**Study questions**:
A: Summarize the text on Chorlton-on-Medlock Town Hall in two sentences.
B: From the text on Chorlton-on-Medlock Town Hall, output word for word the passage starting at "Design and construction" and ending at "II listed building.".

[Text excerpt Boundary: Start]

Design and construction
- Architect(s): Richard Lane

Listed Building – Grade II
- Official name: Former Town Hall Facade to Mabel Tylecote Building, Manchester Metropolitan University
- Designated: 25 February 1952
- Reference no.: 1283062

= Chorlton-on-Medlock Town Hall =

Listed building in Manchester, England

Chorlton-on-Medlock Town Hall is a former municipal building in Cavendish Street in Chorlton-on-Medlock, Manchester, England. The structure, of which only the façade is original, is a Grade II listed building.

==History==
===19th century===
After significant population growth in the late 18th century, mainly associated with the township's status as a residential suburb, the police commissioners who administered the area decided to procure a town hall. Construction work started on the new building on 13 October 1830. It was designed by Richard Lane in the neoclassical style, built in ashlar stone and was officially opened on 14 October 1831.

[Text excerpt Boundary: End]
[Extracted data Boundary: Start]

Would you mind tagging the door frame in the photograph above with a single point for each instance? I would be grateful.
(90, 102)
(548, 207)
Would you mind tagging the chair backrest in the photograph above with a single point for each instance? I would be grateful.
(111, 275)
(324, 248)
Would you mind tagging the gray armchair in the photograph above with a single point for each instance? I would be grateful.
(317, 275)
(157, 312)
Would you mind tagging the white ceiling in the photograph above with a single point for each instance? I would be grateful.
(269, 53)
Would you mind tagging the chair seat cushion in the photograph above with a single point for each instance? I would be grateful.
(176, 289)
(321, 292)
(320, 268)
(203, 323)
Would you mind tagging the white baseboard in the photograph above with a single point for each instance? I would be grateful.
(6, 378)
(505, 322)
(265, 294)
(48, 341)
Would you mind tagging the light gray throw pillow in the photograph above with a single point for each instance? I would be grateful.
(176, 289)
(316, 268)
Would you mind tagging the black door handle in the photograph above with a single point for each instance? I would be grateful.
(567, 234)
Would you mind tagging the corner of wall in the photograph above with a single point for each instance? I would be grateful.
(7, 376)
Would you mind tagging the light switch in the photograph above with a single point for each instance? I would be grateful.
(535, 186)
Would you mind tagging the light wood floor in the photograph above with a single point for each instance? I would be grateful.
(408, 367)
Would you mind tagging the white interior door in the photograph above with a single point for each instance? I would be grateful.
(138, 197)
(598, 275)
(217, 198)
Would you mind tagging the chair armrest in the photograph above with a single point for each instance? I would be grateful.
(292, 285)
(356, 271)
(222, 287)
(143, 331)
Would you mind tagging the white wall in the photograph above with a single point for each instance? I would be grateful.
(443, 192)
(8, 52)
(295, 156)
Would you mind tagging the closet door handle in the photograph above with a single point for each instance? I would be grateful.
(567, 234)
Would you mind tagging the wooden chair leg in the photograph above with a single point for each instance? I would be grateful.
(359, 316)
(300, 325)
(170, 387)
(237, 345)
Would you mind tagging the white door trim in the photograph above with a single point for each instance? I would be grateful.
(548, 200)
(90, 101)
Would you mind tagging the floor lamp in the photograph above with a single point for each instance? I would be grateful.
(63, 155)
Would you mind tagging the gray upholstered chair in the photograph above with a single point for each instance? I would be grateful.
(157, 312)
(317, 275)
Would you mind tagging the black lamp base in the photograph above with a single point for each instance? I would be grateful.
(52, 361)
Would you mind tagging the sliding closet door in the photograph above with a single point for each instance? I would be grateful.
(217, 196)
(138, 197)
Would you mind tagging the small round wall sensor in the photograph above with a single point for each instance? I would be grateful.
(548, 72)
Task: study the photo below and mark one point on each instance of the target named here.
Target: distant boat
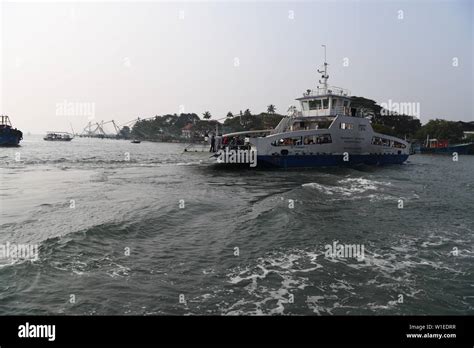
(58, 136)
(442, 146)
(9, 136)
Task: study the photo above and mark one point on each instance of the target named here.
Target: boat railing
(333, 90)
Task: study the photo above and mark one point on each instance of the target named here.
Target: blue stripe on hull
(310, 161)
(9, 140)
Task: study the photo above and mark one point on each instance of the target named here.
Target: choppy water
(281, 267)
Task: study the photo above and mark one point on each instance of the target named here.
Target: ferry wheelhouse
(327, 131)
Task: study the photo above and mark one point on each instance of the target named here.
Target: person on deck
(213, 144)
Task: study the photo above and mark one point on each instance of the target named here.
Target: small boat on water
(58, 136)
(9, 136)
(326, 132)
(442, 146)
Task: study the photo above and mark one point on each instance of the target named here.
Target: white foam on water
(349, 186)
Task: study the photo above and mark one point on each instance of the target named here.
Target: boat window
(377, 141)
(344, 125)
(287, 141)
(399, 145)
(315, 104)
(380, 141)
(325, 103)
(317, 139)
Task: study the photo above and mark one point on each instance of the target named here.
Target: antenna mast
(324, 72)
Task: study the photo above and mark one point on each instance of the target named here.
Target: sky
(69, 63)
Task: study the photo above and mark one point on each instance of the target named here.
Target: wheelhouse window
(344, 125)
(315, 104)
(399, 145)
(287, 141)
(317, 139)
(325, 103)
(381, 141)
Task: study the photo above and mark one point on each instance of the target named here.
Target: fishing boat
(327, 131)
(9, 136)
(58, 136)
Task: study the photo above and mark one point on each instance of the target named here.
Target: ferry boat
(9, 136)
(58, 136)
(327, 131)
(442, 146)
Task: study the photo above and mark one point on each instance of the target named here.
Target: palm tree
(271, 109)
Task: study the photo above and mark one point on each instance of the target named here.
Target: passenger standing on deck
(213, 144)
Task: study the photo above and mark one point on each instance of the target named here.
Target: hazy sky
(127, 59)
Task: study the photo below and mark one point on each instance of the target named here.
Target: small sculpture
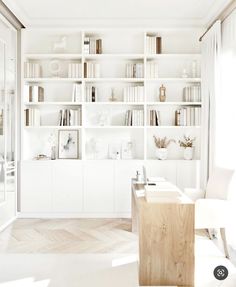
(112, 98)
(60, 46)
(184, 73)
(162, 93)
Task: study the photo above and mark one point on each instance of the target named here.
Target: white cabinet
(99, 186)
(124, 172)
(36, 187)
(67, 186)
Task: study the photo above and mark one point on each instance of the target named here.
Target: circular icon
(221, 272)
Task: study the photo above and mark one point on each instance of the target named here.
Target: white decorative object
(55, 67)
(162, 153)
(114, 151)
(194, 69)
(188, 153)
(127, 150)
(184, 73)
(60, 46)
(68, 144)
(103, 119)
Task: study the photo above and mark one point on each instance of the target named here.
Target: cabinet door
(67, 186)
(99, 187)
(124, 172)
(188, 174)
(36, 186)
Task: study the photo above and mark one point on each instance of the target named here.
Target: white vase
(162, 153)
(188, 153)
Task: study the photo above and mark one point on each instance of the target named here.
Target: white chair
(212, 211)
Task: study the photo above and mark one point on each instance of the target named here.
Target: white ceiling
(133, 12)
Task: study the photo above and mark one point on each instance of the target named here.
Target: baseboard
(73, 215)
(5, 225)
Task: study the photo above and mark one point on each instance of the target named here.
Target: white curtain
(225, 155)
(211, 48)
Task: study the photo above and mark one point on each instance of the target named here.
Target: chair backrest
(218, 183)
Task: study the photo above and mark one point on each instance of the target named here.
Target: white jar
(162, 153)
(188, 153)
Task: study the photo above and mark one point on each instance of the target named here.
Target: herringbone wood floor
(69, 236)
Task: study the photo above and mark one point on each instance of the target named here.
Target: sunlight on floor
(26, 282)
(124, 260)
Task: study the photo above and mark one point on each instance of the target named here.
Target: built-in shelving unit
(104, 121)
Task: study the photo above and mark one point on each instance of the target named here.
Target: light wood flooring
(69, 236)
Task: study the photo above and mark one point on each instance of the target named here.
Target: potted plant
(187, 144)
(161, 145)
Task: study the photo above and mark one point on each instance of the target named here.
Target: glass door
(2, 120)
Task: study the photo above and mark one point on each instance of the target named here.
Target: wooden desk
(166, 240)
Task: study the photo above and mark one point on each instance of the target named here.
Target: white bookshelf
(179, 49)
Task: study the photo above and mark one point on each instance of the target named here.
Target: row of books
(135, 70)
(133, 94)
(189, 116)
(69, 117)
(92, 46)
(91, 70)
(32, 117)
(75, 70)
(34, 93)
(77, 92)
(134, 118)
(154, 118)
(192, 93)
(153, 45)
(152, 70)
(32, 70)
(91, 94)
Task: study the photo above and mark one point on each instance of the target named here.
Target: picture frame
(68, 144)
(127, 150)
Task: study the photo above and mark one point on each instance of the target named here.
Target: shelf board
(114, 80)
(116, 56)
(184, 80)
(53, 104)
(115, 103)
(170, 56)
(54, 56)
(173, 127)
(52, 79)
(174, 103)
(114, 127)
(54, 127)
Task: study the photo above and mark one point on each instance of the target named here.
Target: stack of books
(75, 70)
(152, 70)
(134, 70)
(32, 70)
(32, 117)
(154, 118)
(91, 70)
(133, 94)
(134, 118)
(69, 117)
(192, 93)
(153, 45)
(92, 46)
(77, 92)
(91, 94)
(189, 116)
(34, 93)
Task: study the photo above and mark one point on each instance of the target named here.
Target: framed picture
(68, 144)
(114, 150)
(127, 150)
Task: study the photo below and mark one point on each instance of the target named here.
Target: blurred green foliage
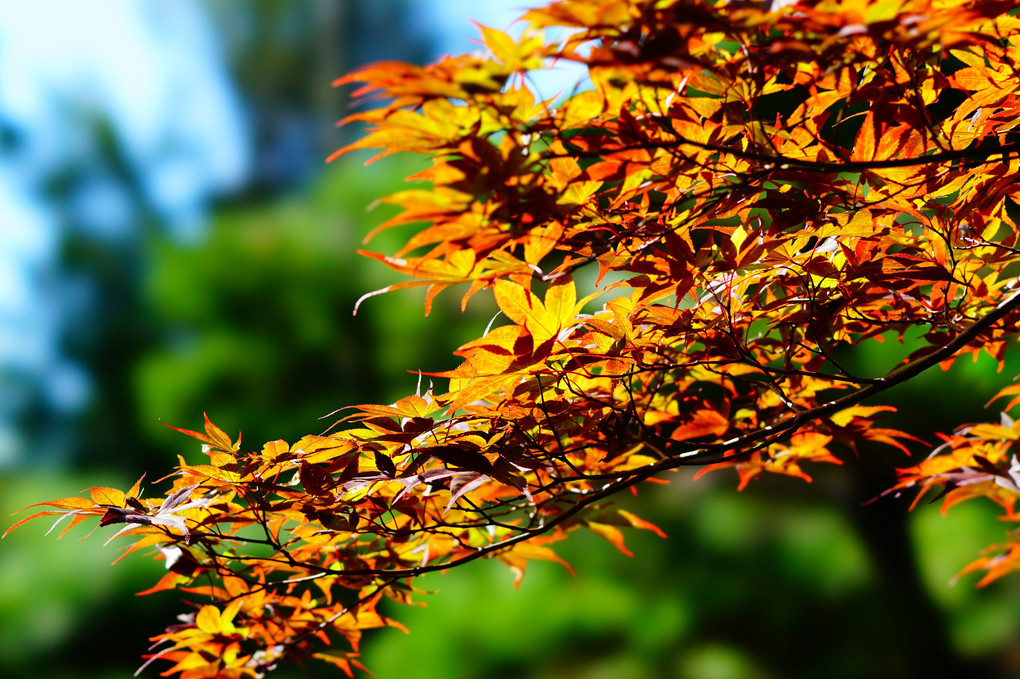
(253, 325)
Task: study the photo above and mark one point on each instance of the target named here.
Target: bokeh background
(172, 243)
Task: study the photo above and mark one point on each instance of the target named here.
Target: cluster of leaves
(754, 189)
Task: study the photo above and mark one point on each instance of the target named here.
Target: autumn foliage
(681, 251)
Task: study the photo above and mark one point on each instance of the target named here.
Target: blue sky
(157, 72)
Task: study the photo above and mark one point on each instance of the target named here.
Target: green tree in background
(568, 396)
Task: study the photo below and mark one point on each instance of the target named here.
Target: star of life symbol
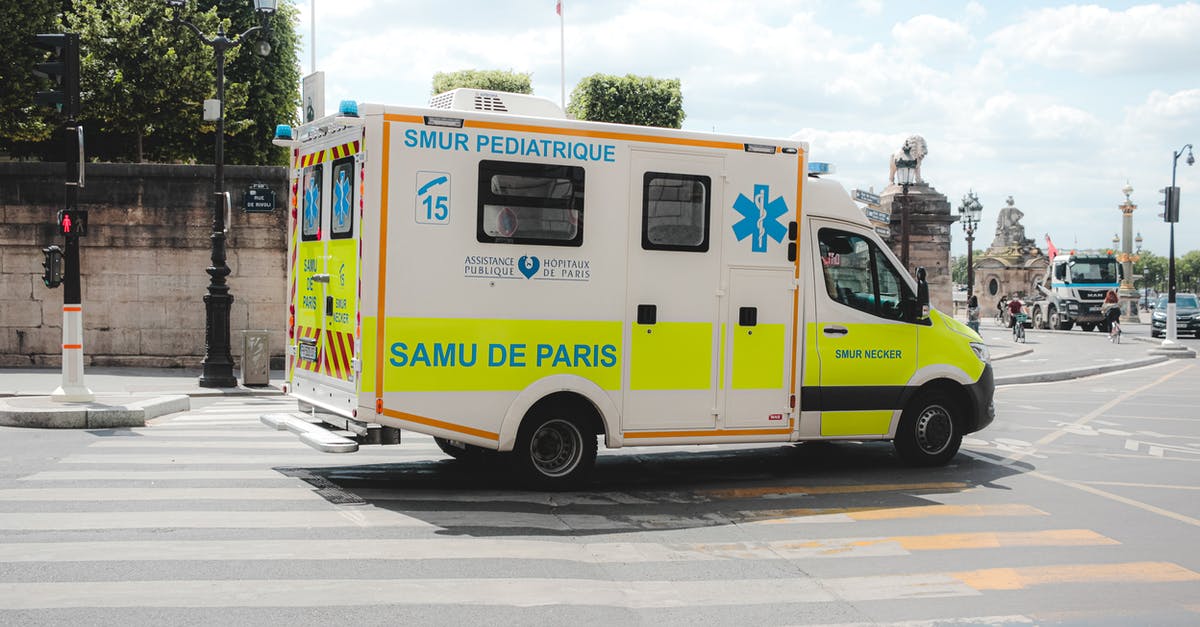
(760, 218)
(341, 202)
(311, 209)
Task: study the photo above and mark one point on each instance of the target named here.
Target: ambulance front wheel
(929, 433)
(553, 452)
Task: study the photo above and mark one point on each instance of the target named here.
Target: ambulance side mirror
(922, 294)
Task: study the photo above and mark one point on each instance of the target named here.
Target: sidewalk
(124, 396)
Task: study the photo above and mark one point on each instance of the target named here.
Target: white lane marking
(285, 441)
(202, 519)
(157, 476)
(467, 591)
(299, 493)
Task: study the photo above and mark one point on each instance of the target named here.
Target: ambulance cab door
(672, 302)
(867, 346)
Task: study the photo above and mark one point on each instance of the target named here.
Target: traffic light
(52, 267)
(1170, 203)
(63, 70)
(73, 222)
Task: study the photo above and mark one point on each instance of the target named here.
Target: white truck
(508, 280)
(1072, 291)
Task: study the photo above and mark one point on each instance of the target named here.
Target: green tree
(269, 85)
(639, 100)
(143, 81)
(22, 123)
(489, 79)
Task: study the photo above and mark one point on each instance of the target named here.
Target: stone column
(929, 237)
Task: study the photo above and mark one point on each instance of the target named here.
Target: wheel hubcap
(935, 428)
(556, 448)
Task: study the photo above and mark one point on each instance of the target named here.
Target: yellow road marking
(1032, 575)
(753, 493)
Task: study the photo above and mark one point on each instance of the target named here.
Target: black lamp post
(217, 359)
(971, 210)
(1170, 263)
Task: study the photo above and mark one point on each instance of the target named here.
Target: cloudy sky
(1057, 105)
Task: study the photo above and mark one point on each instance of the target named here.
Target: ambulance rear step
(331, 434)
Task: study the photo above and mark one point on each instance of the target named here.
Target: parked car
(1187, 315)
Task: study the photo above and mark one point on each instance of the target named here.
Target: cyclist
(1017, 315)
(1111, 310)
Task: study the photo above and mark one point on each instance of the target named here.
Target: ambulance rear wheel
(553, 452)
(929, 433)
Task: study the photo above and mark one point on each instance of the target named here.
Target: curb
(105, 412)
(1065, 375)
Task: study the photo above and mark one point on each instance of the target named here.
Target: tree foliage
(628, 100)
(22, 123)
(489, 79)
(143, 81)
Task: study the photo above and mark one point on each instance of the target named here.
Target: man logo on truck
(760, 218)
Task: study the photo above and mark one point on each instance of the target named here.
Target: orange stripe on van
(442, 424)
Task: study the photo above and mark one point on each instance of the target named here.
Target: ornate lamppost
(1127, 258)
(217, 360)
(971, 210)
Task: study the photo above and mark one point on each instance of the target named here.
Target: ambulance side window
(529, 203)
(858, 275)
(310, 202)
(675, 212)
(342, 209)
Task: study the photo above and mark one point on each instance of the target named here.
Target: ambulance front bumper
(983, 406)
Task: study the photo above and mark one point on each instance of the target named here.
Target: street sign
(259, 198)
(867, 197)
(879, 216)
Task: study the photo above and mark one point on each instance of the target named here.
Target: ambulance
(520, 285)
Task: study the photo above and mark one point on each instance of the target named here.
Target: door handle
(647, 314)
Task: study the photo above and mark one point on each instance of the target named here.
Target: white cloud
(1098, 41)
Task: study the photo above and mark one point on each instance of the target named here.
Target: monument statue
(909, 156)
(1009, 231)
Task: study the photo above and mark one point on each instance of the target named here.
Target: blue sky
(1055, 103)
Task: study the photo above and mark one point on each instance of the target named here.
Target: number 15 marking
(432, 197)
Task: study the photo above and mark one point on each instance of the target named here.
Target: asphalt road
(1078, 506)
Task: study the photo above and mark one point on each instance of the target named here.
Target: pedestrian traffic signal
(52, 267)
(1170, 203)
(73, 222)
(63, 70)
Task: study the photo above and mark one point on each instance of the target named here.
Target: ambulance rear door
(325, 267)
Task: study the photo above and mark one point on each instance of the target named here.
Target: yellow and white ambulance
(504, 279)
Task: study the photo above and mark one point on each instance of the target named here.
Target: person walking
(973, 312)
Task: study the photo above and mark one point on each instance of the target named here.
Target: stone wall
(142, 263)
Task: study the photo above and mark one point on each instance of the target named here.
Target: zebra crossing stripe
(561, 591)
(516, 549)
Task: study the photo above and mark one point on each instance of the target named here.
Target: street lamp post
(971, 210)
(906, 175)
(217, 359)
(1171, 339)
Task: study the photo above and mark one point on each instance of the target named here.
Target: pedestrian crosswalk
(210, 511)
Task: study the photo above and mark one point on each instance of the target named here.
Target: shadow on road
(661, 490)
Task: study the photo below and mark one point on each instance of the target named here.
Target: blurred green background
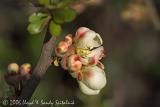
(131, 33)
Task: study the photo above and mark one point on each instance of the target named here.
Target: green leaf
(36, 17)
(55, 29)
(47, 3)
(63, 3)
(36, 27)
(64, 15)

[Extracted data Boundary: End]

**Responses to the exercise**:
A: Chorlton-on-Medlock Town Hall is a former municipal building in Cavendish Street in Chorlton-on-Medlock, Manchester, England, and is a Grade II listed building of which only the façade is original. The police commissioners procured it after significant population growth in the late 18th century, and it was designed by Richard Lane in the neoclassical style, built in ashlar stone, begun on 13 October 1830 and officially opened on 14 October 1831.

B:
Design and construction
- Architect(s): Richard Lane

Listed Building – Grade II
- Official name: Former Town Hall Facade to Mabel Tylecote Building, Manchester Metropolitan University
- Designated: 25 February 1952
- Reference no.: 1283062

= Chorlton-on-Medlock Town Hall =

Listed building in Manchester, England

Chorlton-on-Medlock Town Hall is a former municipal building in Cavendish Street in Chorlton-on-Medlock, Manchester, England. The structure, of which only the façade is original, is a Grade II listed building.